• Input material
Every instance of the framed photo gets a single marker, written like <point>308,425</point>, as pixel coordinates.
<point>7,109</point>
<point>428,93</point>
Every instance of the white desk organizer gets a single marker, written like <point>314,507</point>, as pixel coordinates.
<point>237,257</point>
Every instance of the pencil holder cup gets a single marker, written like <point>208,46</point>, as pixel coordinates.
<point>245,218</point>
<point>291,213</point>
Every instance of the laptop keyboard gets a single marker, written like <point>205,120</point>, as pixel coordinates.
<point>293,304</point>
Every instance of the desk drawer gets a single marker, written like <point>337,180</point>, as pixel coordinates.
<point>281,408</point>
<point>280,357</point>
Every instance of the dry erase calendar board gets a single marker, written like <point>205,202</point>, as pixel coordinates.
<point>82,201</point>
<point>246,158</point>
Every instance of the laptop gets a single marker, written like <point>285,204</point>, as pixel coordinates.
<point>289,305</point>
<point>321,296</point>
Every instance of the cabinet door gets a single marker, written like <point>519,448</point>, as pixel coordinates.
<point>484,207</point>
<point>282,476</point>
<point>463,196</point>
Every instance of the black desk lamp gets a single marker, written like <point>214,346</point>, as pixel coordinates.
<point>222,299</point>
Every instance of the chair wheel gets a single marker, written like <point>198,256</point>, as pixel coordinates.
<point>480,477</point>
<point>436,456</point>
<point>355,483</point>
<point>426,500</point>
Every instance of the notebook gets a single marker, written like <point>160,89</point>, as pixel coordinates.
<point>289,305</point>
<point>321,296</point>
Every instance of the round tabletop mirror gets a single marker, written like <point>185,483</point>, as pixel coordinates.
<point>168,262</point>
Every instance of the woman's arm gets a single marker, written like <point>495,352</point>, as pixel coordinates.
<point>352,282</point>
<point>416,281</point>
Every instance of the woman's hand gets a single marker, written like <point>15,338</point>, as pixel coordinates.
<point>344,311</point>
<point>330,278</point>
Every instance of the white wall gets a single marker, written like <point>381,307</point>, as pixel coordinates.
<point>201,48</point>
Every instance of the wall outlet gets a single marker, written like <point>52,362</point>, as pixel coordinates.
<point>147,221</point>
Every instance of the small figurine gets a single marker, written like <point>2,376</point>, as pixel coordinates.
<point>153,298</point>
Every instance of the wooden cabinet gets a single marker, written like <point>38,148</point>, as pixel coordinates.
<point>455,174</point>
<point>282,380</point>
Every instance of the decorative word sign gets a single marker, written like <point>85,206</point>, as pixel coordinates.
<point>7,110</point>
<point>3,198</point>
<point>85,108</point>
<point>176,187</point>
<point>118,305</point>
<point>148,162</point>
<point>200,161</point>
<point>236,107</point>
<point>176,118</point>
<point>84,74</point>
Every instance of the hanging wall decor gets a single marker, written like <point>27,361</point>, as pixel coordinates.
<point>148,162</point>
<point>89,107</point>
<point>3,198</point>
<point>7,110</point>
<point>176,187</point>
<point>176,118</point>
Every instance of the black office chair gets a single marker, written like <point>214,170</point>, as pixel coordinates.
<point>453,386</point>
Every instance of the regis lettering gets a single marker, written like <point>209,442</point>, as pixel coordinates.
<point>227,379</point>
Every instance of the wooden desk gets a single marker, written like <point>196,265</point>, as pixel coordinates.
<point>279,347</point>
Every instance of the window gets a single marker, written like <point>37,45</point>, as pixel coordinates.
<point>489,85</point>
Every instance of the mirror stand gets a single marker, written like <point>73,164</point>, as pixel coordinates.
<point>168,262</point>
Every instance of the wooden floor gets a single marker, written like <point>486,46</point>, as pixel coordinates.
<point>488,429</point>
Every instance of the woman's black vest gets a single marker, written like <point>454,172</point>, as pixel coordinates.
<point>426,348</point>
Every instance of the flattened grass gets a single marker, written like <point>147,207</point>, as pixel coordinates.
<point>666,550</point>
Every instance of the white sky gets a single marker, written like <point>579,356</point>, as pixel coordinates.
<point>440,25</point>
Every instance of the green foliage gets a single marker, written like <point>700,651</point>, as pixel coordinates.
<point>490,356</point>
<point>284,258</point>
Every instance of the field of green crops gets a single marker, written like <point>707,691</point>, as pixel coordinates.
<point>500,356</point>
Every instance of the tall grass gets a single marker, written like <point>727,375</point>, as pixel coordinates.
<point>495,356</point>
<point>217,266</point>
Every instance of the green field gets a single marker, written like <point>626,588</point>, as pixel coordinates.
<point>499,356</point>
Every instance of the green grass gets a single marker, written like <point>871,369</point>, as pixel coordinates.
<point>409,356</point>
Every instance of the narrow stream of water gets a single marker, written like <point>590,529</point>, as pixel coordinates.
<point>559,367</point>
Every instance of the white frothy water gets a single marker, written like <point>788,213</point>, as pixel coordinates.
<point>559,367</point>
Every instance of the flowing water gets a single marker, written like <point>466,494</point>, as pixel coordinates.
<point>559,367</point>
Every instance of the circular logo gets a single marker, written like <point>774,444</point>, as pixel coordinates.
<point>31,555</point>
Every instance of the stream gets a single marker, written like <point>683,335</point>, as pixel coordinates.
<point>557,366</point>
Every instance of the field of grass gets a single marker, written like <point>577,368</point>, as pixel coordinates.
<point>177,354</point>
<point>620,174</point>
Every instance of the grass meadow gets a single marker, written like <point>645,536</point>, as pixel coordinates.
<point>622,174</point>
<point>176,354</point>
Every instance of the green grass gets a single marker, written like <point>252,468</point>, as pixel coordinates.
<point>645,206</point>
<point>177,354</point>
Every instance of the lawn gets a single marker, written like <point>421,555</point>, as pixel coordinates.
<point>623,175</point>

• Exercise details
Please convert all of the lines above into a JSON list of strings, with one string per line and blank lines omitted.

• The completed task
[
  "Every instance of the framed photo gets a single marker, written like <point>308,425</point>, as pixel coordinates.",
  "<point>7,109</point>",
  "<point>428,93</point>",
  "Every instance of the white desk organizer gets a single marker, written like <point>314,507</point>, as pixel coordinates.",
  "<point>237,257</point>",
  "Every instance of the pencil holder cup gets a single marker, written like <point>208,46</point>, as pixel coordinates.",
  "<point>245,218</point>",
  "<point>291,213</point>",
  "Every instance of the laptop keyboard gets a single marker, written like <point>205,120</point>, as pixel coordinates.",
  "<point>293,304</point>",
  "Every instance of the desk drawer gets a single marker, written like <point>337,180</point>, as pixel coordinates.",
  "<point>281,408</point>",
  "<point>280,357</point>",
  "Every instance of the dry erase calendar board gets a single marker, written like <point>205,202</point>, as pixel coordinates.",
  "<point>82,201</point>",
  "<point>246,158</point>",
  "Every instance of the laptop gets a single marker, written like <point>285,204</point>, as pixel coordinates.",
  "<point>289,305</point>",
  "<point>321,296</point>",
  "Every instance of the cabinet door gets a single marker, written like <point>519,448</point>, as pixel coordinates.",
  "<point>484,207</point>",
  "<point>282,476</point>",
  "<point>463,196</point>",
  "Every instance of the black desk lamp gets a single marker, written like <point>214,346</point>, as pixel coordinates.",
  "<point>222,299</point>",
  "Every instance of the chair wheel gets a single marker, written like <point>198,256</point>, as pixel coordinates.",
  "<point>480,477</point>",
  "<point>436,456</point>",
  "<point>355,483</point>",
  "<point>426,500</point>",
  "Every instance of the notebook gets a single marker, written like <point>160,89</point>, as pixel coordinates.",
  "<point>289,305</point>",
  "<point>321,296</point>",
  "Every instance of the round tabletop mirror gets a single marker, written like <point>185,483</point>, as pixel coordinates.",
  "<point>168,262</point>",
  "Every instance of the woman's arm gets a single marker, written like <point>495,352</point>, as pixel coordinates.",
  "<point>352,282</point>",
  "<point>416,281</point>",
  "Every instance of the woman's hand gets a single marker, written like <point>15,338</point>, as pixel coordinates.",
  "<point>344,311</point>",
  "<point>330,278</point>",
  "Every instance of the white wall gets a single marker, written like <point>381,307</point>, as pixel coordinates.",
  "<point>201,48</point>",
  "Every instance of the wall outlet gets a single marker, written like <point>52,362</point>, as pixel coordinates.",
  "<point>147,221</point>",
  "Every instance of the small figurine gets a single marker, written like <point>2,376</point>, as pixel coordinates.",
  "<point>153,298</point>",
  "Every instance of the wooden cabinet gets a single marker, written like <point>38,148</point>, as pixel coordinates.",
  "<point>455,174</point>",
  "<point>282,380</point>",
  "Every instance of the decorative word sign gets a single marker, written like <point>85,206</point>, as pixel coordinates.",
  "<point>7,110</point>",
  "<point>3,198</point>",
  "<point>85,108</point>",
  "<point>176,187</point>",
  "<point>118,305</point>",
  "<point>148,162</point>",
  "<point>200,161</point>",
  "<point>236,107</point>",
  "<point>176,118</point>",
  "<point>84,74</point>",
  "Every instance of the hanging wall decor gets a single marker, written like <point>27,361</point>, as pixel coordinates.",
  "<point>148,162</point>",
  "<point>89,107</point>",
  "<point>3,198</point>",
  "<point>7,110</point>",
  "<point>176,187</point>",
  "<point>176,118</point>",
  "Every instance of the black office chair gets a single marker, written like <point>214,170</point>, as pixel coordinates.",
  "<point>453,386</point>",
  "Every instance of the regis lettering gets a single marker, written like <point>209,442</point>, as pixel coordinates.",
  "<point>227,379</point>",
  "Every instance of the wooden desk gets a single marker, written like <point>196,265</point>, as pixel coordinates.",
  "<point>279,347</point>",
  "Every instance of the window gets a single marker, written like <point>37,45</point>, as pixel coordinates.",
  "<point>489,85</point>",
  "Every instance of the mirror stand gets a single marker, written like <point>73,164</point>, as pixel coordinates.",
  "<point>168,262</point>",
  "Every instance of the wooden floor gets a single marker, written like <point>486,46</point>, as pixel coordinates.",
  "<point>488,429</point>",
  "Every instance of the woman's black vest gets a single marker, written like <point>454,172</point>, as pixel coordinates.",
  "<point>426,348</point>",
  "Every instance of the flattened grass gets a single marker, written like <point>147,207</point>, as pixel coordinates.",
  "<point>666,550</point>",
  "Every instance of the white sky gets a single marker, written like <point>579,356</point>, as pixel coordinates.",
  "<point>440,25</point>",
  "Every instance of the green foliage gets a single marker, written like <point>700,651</point>, as pixel coordinates.",
  "<point>490,356</point>",
  "<point>284,258</point>",
  "Every instance of the field of green crops gets a single marker, written like <point>707,691</point>, as pixel coordinates.",
  "<point>500,356</point>",
  "Every instance of the tall grass gets a single marker, written like <point>727,375</point>, as pixel coordinates.",
  "<point>495,356</point>",
  "<point>217,266</point>",
  "Every instance of the green field gets a single marker, written like <point>626,588</point>, as pixel coordinates.",
  "<point>499,356</point>",
  "Every instance of the green grass gets a single marker, written like <point>871,369</point>, as pixel coordinates.",
  "<point>409,356</point>",
  "Every instance of the narrow stream of water gets a single marker, written like <point>590,529</point>, as pixel coordinates.",
  "<point>559,367</point>",
  "Every instance of the white frothy water gets a single marker, written like <point>788,213</point>, as pixel coordinates.",
  "<point>559,367</point>",
  "Every instance of the flowing water gets a single marker, written like <point>466,494</point>, as pixel coordinates.",
  "<point>559,367</point>",
  "Every instance of the circular logo gets a single marker, written like <point>774,444</point>, as pixel coordinates.",
  "<point>31,555</point>",
  "Every instance of the stream gets a single marker, written like <point>683,335</point>, as pixel coordinates.",
  "<point>557,366</point>",
  "Every instance of the field of grass gets a single marker, written like <point>577,368</point>, as pixel coordinates.",
  "<point>177,354</point>",
  "<point>620,174</point>",
  "Every instance of the grass meadow gets a single marker, written like <point>645,536</point>, as pixel coordinates.",
  "<point>622,174</point>",
  "<point>176,354</point>",
  "Every instance of the green grass gets a single marker, written like <point>252,468</point>, as pixel coordinates.",
  "<point>645,206</point>",
  "<point>177,354</point>",
  "Every instance of the lawn gets a single marker, written like <point>421,555</point>, as pixel coordinates.",
  "<point>623,175</point>"
]